#### [Exercise description]
Could you recast the rows below as a Markdown table with an Index column numbering each line and a Text column holding the line, covering only the span from the line containing "Would you be so kind as to point out the branch" through the final line of the rows and leaving out blank lines?

***** Material *****

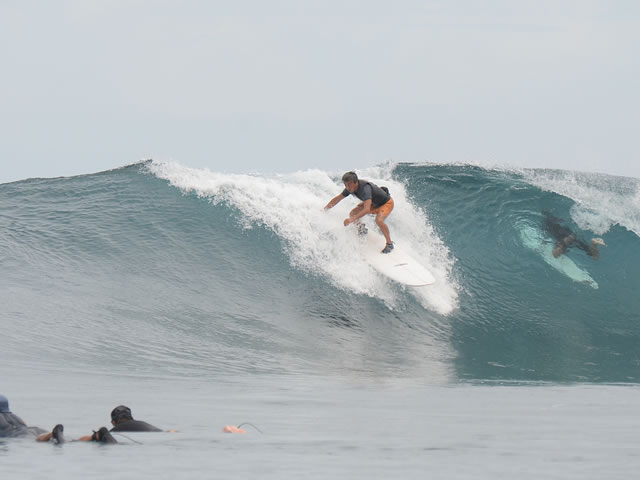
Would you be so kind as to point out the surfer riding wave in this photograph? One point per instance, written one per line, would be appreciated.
(566, 239)
(375, 200)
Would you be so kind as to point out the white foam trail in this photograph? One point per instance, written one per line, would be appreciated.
(601, 200)
(291, 205)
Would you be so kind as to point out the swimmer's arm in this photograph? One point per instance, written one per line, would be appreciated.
(334, 201)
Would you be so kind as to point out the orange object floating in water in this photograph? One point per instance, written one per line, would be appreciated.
(232, 429)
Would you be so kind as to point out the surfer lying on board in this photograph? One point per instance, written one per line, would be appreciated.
(121, 419)
(12, 425)
(565, 238)
(375, 200)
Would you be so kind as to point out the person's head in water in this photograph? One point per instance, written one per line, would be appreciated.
(593, 248)
(121, 414)
(350, 180)
(4, 404)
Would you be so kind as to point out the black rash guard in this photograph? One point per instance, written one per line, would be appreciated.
(367, 190)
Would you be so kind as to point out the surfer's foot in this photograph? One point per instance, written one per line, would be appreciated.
(103, 436)
(388, 247)
(56, 434)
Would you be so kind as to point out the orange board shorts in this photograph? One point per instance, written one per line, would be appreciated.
(385, 209)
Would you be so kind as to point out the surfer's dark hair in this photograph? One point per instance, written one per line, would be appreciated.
(350, 177)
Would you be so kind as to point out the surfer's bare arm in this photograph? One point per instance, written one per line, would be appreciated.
(360, 211)
(334, 201)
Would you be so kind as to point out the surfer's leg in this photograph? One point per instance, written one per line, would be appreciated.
(381, 214)
(356, 210)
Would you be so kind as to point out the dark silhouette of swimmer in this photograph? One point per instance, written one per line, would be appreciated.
(12, 425)
(122, 421)
(566, 239)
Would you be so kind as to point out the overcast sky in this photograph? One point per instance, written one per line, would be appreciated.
(279, 86)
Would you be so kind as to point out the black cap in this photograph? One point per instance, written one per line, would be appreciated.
(121, 413)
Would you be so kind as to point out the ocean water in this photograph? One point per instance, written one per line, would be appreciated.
(203, 299)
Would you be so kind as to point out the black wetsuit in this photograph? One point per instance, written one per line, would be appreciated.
(12, 425)
(558, 231)
(367, 190)
(135, 426)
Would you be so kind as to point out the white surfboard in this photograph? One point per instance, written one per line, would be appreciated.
(397, 265)
(535, 240)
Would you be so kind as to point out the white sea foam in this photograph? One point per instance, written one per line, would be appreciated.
(315, 241)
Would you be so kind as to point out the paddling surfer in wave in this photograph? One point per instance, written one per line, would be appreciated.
(565, 238)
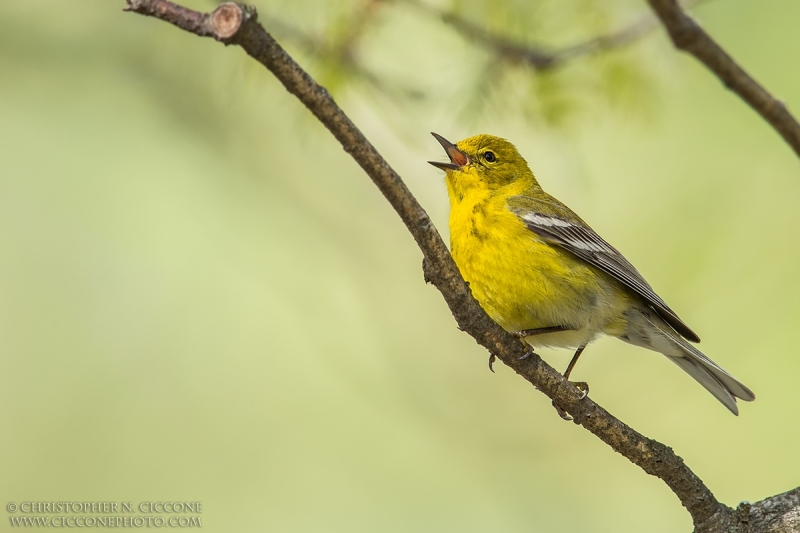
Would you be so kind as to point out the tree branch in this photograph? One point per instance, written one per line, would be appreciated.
(688, 36)
(236, 24)
(540, 57)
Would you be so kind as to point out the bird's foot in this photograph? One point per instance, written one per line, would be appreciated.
(527, 353)
(493, 357)
(581, 386)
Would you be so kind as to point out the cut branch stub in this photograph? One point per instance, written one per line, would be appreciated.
(226, 20)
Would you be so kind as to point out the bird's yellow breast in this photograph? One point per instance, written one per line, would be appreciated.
(521, 281)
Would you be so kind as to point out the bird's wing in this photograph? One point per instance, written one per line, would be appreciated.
(554, 223)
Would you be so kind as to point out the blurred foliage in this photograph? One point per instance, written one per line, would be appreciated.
(202, 297)
(347, 43)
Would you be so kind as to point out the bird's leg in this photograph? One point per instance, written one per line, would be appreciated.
(581, 385)
(521, 334)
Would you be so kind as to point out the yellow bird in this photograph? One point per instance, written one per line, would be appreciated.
(543, 274)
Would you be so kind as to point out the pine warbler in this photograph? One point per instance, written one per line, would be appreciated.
(543, 274)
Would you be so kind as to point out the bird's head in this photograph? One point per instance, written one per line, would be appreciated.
(483, 164)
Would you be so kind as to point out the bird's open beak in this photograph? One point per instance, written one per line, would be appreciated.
(457, 158)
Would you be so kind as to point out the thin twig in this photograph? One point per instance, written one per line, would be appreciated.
(542, 57)
(438, 266)
(690, 37)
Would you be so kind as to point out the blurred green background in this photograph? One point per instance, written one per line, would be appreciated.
(202, 298)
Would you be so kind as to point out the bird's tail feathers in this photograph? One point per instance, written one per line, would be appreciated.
(649, 331)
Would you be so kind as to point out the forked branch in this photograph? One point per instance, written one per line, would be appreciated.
(237, 25)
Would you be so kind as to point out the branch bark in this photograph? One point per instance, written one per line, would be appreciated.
(235, 24)
(689, 36)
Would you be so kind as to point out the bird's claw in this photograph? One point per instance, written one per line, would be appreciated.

*****

#### [Task result]
| Index | Text |
|---|---|
| 1 | Would you be so kind as to point out the branch bark in this photograph? One point per instance, written one per line, would be appreciated. |
| 2 | (235, 24) |
| 3 | (689, 36) |
| 4 | Would you be so kind as to point out the bird's claw in this photograph? One point per instance, written one per line, would be appreciated. |